[Named-object pointing entries]
"""

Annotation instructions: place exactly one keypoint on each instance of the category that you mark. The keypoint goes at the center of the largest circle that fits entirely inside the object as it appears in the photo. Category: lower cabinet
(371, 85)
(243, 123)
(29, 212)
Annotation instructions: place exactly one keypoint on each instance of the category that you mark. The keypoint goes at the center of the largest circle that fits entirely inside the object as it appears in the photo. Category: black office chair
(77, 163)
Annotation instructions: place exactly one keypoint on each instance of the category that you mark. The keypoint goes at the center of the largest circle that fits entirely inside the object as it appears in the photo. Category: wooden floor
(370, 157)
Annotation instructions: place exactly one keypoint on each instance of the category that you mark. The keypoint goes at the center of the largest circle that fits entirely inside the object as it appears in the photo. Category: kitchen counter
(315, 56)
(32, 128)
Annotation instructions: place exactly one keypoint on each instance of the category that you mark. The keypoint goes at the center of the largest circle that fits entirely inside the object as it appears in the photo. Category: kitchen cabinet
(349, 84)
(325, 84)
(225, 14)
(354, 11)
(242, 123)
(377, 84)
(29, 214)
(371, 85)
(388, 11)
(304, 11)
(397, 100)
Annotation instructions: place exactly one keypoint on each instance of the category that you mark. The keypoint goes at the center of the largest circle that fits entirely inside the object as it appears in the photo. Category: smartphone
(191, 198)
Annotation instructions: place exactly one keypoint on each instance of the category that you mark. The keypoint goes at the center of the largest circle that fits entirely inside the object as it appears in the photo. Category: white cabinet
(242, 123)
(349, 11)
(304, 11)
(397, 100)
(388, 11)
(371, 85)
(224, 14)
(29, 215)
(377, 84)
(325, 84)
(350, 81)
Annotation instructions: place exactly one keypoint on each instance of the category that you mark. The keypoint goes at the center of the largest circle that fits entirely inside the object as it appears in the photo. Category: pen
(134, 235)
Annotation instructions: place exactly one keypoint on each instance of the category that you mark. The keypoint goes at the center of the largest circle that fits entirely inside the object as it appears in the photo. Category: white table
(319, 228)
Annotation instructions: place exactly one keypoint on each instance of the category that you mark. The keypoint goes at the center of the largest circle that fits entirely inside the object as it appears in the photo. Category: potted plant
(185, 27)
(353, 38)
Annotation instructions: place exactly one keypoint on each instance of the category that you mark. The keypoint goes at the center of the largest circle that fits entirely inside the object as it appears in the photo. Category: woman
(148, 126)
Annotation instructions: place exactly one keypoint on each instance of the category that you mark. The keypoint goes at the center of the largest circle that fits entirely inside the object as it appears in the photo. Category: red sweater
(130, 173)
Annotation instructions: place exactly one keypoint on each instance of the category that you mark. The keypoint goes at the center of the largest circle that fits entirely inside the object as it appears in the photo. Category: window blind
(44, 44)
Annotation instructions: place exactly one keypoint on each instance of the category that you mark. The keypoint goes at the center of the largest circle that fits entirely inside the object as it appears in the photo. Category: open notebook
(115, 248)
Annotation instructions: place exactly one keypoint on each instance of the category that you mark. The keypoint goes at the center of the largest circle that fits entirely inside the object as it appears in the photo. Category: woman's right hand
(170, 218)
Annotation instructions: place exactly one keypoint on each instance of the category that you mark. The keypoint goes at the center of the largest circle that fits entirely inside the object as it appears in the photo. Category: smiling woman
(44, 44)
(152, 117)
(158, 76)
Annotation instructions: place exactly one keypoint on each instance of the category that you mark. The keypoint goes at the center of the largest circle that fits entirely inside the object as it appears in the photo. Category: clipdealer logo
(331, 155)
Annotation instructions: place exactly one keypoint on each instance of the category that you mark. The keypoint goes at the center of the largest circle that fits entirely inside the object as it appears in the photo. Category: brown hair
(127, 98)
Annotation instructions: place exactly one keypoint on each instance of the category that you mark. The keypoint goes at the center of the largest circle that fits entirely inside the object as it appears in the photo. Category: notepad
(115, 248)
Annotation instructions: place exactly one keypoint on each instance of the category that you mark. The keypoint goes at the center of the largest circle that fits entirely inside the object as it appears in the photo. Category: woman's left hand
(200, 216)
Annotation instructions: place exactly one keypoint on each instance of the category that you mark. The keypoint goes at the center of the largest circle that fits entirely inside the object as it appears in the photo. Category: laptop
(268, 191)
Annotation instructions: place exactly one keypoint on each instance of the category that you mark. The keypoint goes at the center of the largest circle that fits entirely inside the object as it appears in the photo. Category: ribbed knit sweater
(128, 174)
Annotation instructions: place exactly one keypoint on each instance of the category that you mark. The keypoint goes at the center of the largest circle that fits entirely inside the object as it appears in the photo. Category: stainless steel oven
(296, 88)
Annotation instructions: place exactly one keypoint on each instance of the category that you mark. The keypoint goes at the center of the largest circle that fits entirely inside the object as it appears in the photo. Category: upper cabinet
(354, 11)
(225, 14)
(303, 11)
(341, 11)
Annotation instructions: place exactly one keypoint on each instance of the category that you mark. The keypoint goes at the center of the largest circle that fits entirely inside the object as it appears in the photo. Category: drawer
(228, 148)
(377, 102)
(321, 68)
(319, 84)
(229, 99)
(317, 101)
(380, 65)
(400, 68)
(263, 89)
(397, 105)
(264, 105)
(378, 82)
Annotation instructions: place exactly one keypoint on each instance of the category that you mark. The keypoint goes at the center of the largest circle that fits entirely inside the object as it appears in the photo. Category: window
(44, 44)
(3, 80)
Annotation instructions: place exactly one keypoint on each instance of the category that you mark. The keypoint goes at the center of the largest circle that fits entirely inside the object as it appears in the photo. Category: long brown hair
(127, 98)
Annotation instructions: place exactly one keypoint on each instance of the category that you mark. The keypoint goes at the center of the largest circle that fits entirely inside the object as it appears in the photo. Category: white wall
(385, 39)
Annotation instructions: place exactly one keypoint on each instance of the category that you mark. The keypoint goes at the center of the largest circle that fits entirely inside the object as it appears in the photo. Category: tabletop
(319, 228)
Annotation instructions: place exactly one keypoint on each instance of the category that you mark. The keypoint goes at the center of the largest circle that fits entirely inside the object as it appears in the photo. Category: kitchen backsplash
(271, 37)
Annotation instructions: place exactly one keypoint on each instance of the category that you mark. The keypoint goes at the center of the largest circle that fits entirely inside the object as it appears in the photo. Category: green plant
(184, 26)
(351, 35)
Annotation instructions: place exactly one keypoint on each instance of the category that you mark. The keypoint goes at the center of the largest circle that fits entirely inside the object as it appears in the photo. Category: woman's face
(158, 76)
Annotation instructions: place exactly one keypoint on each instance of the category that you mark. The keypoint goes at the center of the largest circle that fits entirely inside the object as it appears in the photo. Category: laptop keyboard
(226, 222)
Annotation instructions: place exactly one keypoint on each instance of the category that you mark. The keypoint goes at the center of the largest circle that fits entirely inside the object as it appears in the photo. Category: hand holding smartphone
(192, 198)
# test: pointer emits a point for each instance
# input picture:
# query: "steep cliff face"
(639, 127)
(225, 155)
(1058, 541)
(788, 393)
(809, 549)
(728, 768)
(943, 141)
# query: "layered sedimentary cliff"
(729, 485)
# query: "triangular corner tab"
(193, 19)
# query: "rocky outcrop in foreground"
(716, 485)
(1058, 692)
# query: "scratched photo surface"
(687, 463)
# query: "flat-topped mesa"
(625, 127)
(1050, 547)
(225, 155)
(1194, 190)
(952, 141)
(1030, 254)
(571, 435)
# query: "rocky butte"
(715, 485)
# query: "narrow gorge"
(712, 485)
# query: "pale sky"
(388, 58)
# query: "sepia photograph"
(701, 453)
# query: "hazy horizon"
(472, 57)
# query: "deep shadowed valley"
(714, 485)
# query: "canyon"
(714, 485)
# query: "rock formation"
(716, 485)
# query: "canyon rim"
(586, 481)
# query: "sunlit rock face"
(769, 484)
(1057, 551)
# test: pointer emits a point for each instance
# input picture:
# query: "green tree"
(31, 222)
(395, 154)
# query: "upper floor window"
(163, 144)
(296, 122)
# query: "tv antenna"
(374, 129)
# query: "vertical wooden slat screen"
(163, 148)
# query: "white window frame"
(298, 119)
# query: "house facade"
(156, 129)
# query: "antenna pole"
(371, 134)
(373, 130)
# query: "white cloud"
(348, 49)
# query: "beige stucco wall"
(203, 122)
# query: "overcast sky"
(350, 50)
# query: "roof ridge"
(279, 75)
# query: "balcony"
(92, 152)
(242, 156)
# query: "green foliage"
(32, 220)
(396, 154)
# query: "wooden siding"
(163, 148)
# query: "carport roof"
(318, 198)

"""

Problem details:
How many lines of the items above contain the string "wooden"? Reply with the number alone.

Expected answer:
3